Given task: Copy out everything in the records below from the line containing "job: outline every instance of the large" down to the line containing "[[[97,93],[154,93],[154,47],[97,47],[94,49]]]", including both of those lines.

[Spatial annotation records]
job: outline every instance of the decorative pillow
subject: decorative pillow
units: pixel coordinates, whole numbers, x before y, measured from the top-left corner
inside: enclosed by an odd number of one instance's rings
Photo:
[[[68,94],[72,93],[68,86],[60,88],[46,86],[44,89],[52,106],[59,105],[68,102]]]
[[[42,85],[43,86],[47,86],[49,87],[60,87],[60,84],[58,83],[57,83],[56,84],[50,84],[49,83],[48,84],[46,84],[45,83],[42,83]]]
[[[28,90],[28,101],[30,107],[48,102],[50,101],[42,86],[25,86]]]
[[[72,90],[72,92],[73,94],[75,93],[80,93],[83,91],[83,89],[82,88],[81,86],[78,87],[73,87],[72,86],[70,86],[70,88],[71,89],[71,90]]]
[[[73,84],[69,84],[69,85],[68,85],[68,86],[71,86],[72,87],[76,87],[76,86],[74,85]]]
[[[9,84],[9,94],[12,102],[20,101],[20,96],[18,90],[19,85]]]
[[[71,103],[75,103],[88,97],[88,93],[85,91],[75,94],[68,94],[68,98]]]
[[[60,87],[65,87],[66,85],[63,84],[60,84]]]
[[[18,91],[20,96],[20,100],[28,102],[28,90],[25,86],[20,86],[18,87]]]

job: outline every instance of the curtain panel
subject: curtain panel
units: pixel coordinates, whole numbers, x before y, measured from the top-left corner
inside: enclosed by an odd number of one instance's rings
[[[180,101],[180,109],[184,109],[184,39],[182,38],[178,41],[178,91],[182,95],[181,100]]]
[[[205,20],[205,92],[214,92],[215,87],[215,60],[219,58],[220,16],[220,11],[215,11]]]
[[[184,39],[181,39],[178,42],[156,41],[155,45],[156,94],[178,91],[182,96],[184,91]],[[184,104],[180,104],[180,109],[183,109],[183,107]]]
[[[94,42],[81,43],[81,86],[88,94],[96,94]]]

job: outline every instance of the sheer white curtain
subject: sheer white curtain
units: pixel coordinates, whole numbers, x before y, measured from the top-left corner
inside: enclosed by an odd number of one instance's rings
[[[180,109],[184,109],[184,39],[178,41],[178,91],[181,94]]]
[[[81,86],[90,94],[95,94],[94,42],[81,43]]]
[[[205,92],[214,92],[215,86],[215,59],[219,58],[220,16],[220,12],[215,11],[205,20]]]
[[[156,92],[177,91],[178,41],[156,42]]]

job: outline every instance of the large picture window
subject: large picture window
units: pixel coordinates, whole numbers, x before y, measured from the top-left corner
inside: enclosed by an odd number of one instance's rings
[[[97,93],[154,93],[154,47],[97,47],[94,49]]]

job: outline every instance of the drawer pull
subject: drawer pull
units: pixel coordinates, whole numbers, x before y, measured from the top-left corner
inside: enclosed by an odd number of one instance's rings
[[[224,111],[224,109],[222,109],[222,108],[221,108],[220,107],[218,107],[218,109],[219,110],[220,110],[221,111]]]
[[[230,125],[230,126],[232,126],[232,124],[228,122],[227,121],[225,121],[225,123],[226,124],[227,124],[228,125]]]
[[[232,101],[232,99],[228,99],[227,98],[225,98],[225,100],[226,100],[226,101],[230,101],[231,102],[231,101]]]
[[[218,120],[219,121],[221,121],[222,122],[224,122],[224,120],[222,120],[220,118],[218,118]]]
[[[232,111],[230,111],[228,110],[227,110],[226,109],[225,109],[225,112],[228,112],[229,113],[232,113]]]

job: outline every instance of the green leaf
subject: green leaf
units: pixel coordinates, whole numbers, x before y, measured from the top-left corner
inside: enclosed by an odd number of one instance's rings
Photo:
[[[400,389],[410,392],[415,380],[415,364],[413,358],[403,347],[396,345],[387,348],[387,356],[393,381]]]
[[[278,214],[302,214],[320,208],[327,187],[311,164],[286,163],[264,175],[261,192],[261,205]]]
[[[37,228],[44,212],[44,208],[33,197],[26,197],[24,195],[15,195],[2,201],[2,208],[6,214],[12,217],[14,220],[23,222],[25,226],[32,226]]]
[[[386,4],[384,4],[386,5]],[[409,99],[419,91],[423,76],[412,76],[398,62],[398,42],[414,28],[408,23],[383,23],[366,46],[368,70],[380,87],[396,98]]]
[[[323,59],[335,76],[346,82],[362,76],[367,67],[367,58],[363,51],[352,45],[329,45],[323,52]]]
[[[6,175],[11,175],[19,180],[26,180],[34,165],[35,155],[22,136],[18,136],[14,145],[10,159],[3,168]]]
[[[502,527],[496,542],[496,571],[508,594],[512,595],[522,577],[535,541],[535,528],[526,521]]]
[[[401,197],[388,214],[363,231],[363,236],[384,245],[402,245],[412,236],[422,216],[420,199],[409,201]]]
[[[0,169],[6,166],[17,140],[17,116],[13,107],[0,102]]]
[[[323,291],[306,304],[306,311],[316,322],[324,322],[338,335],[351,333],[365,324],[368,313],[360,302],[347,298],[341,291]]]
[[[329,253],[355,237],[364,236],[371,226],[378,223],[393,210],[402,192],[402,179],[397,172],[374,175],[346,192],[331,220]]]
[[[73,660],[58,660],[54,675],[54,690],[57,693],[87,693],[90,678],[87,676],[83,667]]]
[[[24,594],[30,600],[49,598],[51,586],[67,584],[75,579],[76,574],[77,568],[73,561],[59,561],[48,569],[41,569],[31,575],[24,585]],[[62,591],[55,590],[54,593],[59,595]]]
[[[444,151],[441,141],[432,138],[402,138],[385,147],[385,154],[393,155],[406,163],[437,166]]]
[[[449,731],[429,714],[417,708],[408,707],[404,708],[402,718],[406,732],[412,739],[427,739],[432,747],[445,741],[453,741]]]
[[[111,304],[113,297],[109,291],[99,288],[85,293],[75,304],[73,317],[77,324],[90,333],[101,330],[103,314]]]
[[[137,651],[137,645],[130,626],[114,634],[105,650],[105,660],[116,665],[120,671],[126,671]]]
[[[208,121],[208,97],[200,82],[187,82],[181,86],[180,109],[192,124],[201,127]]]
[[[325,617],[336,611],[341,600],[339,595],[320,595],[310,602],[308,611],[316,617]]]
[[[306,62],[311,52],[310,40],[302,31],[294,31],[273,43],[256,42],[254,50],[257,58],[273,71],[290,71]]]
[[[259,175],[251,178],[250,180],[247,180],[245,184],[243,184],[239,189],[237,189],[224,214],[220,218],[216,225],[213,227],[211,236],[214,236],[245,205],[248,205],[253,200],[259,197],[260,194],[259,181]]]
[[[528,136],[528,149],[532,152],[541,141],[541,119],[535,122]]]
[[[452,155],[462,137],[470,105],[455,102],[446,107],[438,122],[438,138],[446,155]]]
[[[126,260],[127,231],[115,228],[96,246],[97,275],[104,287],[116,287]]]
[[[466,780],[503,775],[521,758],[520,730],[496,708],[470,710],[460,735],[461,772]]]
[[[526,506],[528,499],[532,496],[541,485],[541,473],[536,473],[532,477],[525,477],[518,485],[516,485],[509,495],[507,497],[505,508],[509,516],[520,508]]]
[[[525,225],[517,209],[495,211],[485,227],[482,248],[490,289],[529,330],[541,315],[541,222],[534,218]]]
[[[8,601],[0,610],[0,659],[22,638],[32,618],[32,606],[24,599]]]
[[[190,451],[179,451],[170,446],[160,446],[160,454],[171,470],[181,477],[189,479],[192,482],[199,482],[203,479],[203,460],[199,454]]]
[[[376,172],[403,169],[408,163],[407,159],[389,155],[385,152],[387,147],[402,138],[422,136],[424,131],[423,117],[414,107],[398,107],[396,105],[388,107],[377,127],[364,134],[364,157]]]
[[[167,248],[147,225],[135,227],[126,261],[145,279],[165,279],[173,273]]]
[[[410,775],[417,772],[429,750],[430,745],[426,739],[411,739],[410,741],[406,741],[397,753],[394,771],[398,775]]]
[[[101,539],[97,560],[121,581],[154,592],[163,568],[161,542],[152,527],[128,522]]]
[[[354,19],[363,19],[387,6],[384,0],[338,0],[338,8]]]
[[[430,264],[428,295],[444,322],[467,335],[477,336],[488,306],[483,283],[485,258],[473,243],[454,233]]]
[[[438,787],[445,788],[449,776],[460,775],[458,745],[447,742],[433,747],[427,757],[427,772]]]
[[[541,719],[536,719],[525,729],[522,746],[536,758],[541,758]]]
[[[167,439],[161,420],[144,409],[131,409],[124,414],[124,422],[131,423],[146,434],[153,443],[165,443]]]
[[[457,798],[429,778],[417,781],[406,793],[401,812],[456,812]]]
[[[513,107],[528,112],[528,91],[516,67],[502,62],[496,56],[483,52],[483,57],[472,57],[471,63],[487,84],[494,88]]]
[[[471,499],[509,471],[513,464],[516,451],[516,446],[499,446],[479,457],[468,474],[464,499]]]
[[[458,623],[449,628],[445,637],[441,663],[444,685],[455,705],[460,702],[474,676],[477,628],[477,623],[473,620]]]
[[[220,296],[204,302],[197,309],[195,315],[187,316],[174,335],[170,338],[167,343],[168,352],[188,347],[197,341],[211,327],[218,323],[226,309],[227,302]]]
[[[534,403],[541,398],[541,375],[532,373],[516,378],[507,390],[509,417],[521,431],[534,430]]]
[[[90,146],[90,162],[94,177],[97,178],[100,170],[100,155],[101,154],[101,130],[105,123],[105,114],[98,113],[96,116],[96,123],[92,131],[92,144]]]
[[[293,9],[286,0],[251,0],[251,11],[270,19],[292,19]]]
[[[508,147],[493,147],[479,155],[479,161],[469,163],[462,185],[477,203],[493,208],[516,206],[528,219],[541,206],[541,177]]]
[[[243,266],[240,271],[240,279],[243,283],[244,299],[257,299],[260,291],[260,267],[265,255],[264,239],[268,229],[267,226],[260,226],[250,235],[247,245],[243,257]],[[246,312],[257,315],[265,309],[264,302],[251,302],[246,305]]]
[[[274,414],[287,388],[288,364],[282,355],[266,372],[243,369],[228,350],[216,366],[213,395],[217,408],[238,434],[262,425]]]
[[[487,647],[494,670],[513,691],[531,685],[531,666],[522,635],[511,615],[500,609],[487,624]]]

Task solution:
job: outline every instance of the large picture window
subject: large picture window
units: pixel coordinates, whole numbers, x before y, measured from the top-left corner
inside: enclosed by an odd number of one instance's rings
[[[97,93],[154,93],[154,47],[97,47],[94,49]]]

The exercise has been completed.